### EXERCISE OBJECTIVE
Beginning with the line where "Target: woman walking" occurs, set down each line of the records through the final one, exactly and without additions.

### DATA FOR THE TASK

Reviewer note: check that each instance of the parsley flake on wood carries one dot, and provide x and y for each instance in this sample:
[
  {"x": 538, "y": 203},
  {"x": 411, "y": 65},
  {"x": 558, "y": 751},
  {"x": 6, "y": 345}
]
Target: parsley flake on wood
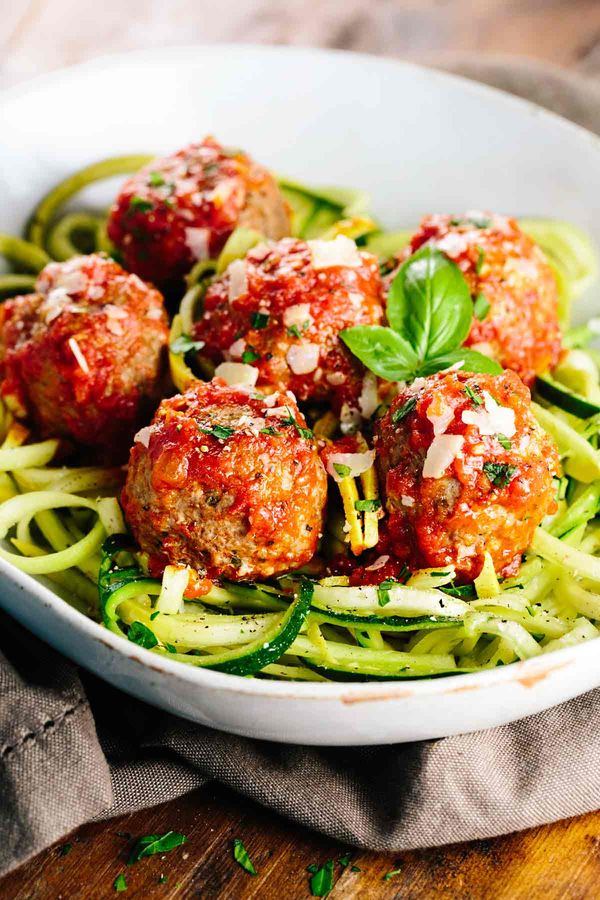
[
  {"x": 500, "y": 474},
  {"x": 367, "y": 505},
  {"x": 259, "y": 320},
  {"x": 155, "y": 843},
  {"x": 481, "y": 307},
  {"x": 119, "y": 884},
  {"x": 222, "y": 432},
  {"x": 184, "y": 343},
  {"x": 404, "y": 410},
  {"x": 240, "y": 854},
  {"x": 321, "y": 882},
  {"x": 141, "y": 635}
]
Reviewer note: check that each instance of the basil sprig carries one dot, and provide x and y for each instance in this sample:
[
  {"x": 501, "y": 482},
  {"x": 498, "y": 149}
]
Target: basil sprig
[{"x": 429, "y": 311}]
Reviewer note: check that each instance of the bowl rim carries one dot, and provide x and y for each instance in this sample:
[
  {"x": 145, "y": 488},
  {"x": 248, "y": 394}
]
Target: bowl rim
[{"x": 528, "y": 672}]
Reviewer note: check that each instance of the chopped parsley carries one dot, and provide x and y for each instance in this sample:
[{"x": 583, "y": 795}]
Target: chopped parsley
[
  {"x": 155, "y": 179},
  {"x": 141, "y": 635},
  {"x": 259, "y": 320},
  {"x": 155, "y": 843},
  {"x": 240, "y": 854},
  {"x": 184, "y": 343},
  {"x": 367, "y": 505},
  {"x": 481, "y": 306},
  {"x": 342, "y": 470},
  {"x": 321, "y": 882},
  {"x": 138, "y": 204},
  {"x": 303, "y": 432},
  {"x": 383, "y": 591},
  {"x": 500, "y": 474},
  {"x": 404, "y": 410},
  {"x": 391, "y": 874},
  {"x": 473, "y": 395},
  {"x": 222, "y": 432},
  {"x": 480, "y": 259}
]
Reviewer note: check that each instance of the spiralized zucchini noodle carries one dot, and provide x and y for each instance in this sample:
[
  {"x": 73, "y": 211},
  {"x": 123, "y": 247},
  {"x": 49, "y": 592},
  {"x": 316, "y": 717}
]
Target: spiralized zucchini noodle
[{"x": 65, "y": 525}]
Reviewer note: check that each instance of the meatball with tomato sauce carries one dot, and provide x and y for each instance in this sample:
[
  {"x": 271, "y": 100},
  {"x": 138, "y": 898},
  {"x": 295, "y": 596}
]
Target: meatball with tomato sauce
[
  {"x": 465, "y": 469},
  {"x": 281, "y": 310},
  {"x": 515, "y": 311},
  {"x": 84, "y": 358},
  {"x": 181, "y": 209},
  {"x": 228, "y": 482}
]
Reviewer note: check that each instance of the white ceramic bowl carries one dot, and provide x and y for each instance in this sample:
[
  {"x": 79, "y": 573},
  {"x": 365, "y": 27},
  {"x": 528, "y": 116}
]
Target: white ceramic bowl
[{"x": 417, "y": 141}]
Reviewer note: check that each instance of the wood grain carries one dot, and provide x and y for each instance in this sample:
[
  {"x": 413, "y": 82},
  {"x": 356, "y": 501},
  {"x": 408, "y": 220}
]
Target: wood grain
[
  {"x": 548, "y": 863},
  {"x": 555, "y": 862}
]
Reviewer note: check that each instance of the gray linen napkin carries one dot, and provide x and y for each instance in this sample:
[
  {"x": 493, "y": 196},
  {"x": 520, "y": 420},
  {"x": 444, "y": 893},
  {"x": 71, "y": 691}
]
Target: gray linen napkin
[{"x": 72, "y": 748}]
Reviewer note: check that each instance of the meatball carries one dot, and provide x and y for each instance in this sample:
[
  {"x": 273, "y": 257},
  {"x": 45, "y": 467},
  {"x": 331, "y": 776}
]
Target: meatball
[
  {"x": 227, "y": 481},
  {"x": 281, "y": 310},
  {"x": 513, "y": 287},
  {"x": 182, "y": 208},
  {"x": 464, "y": 469},
  {"x": 84, "y": 358}
]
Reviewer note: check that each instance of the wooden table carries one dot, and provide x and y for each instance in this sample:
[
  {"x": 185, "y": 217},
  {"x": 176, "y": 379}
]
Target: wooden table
[{"x": 556, "y": 861}]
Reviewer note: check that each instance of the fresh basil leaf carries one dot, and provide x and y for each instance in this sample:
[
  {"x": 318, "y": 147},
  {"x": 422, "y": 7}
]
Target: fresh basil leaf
[
  {"x": 119, "y": 884},
  {"x": 141, "y": 635},
  {"x": 471, "y": 359},
  {"x": 430, "y": 304},
  {"x": 381, "y": 350},
  {"x": 156, "y": 843},
  {"x": 240, "y": 854},
  {"x": 321, "y": 882}
]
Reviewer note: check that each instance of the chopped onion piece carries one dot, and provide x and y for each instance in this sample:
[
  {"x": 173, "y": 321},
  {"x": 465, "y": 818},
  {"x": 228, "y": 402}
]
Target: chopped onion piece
[{"x": 237, "y": 373}]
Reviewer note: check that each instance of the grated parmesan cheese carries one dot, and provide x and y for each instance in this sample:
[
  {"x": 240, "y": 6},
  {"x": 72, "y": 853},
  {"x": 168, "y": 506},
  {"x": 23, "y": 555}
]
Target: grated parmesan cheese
[
  {"x": 443, "y": 450},
  {"x": 339, "y": 252},
  {"x": 492, "y": 419}
]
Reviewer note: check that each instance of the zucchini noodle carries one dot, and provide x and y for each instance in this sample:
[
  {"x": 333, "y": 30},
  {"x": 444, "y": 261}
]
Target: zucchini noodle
[{"x": 64, "y": 523}]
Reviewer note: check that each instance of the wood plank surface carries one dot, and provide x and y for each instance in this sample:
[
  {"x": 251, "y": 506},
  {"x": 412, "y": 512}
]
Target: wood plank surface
[{"x": 555, "y": 861}]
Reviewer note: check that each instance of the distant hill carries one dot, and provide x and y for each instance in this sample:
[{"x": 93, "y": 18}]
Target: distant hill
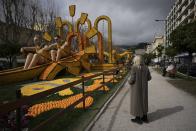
[{"x": 141, "y": 45}]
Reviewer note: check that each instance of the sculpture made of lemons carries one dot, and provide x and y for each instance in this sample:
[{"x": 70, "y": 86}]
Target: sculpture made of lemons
[
  {"x": 35, "y": 88},
  {"x": 37, "y": 109}
]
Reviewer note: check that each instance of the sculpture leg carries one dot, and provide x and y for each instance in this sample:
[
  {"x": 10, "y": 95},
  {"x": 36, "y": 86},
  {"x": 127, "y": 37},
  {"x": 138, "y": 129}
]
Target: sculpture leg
[
  {"x": 28, "y": 60},
  {"x": 34, "y": 61},
  {"x": 53, "y": 55}
]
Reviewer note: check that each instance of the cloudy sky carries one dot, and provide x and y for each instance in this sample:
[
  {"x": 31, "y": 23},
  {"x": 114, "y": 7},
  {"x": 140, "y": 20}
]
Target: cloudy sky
[{"x": 133, "y": 20}]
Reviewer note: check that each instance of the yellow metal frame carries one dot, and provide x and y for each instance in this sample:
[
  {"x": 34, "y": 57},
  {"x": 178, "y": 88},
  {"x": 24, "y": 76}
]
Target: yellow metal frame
[
  {"x": 72, "y": 9},
  {"x": 98, "y": 19}
]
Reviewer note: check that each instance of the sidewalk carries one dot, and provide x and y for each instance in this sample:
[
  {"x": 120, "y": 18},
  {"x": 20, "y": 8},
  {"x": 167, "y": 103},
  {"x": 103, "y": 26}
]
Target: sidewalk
[{"x": 170, "y": 109}]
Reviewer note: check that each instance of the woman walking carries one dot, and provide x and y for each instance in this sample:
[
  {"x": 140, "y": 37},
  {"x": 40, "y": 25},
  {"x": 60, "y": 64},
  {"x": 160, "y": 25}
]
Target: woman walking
[{"x": 140, "y": 75}]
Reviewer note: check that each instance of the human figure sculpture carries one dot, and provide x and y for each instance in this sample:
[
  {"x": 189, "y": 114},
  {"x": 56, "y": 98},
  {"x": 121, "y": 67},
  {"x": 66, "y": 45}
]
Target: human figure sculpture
[
  {"x": 39, "y": 54},
  {"x": 63, "y": 51}
]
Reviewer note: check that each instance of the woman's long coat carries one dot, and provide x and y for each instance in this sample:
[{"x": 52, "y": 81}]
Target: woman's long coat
[{"x": 140, "y": 75}]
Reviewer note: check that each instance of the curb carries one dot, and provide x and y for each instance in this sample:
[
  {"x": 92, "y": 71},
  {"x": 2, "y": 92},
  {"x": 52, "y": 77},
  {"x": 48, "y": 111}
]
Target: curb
[{"x": 101, "y": 111}]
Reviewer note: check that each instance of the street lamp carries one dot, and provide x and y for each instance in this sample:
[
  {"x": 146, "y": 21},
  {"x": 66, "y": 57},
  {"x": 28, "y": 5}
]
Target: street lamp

### EXERCISE RESULT
Target: woman walking
[{"x": 140, "y": 75}]
Reviewer note: check that each instance of the human figure sculpture carries one dot, and provide x and y for each instance in this sample:
[
  {"x": 189, "y": 114},
  {"x": 56, "y": 98},
  {"x": 121, "y": 67},
  {"x": 66, "y": 45}
]
Target: human figure sculpture
[
  {"x": 39, "y": 54},
  {"x": 63, "y": 51}
]
Reviewer note: check that each instance of the woman's long coat carries one dot, and provide x and y for each instance in this sample:
[{"x": 52, "y": 81}]
Target: woman's long coat
[{"x": 140, "y": 75}]
Reviewer note: check that each instance of the curb carries one dot, and provide x and y for each instance in this sample:
[
  {"x": 92, "y": 71},
  {"x": 2, "y": 92},
  {"x": 52, "y": 77},
  {"x": 48, "y": 111}
]
Target: curb
[{"x": 101, "y": 111}]
Reviewer note: check that each instance of the street lamp carries one dot, and provide x and y for each instance in this sample:
[
  {"x": 146, "y": 21},
  {"x": 66, "y": 57},
  {"x": 28, "y": 5}
]
Target: street lamp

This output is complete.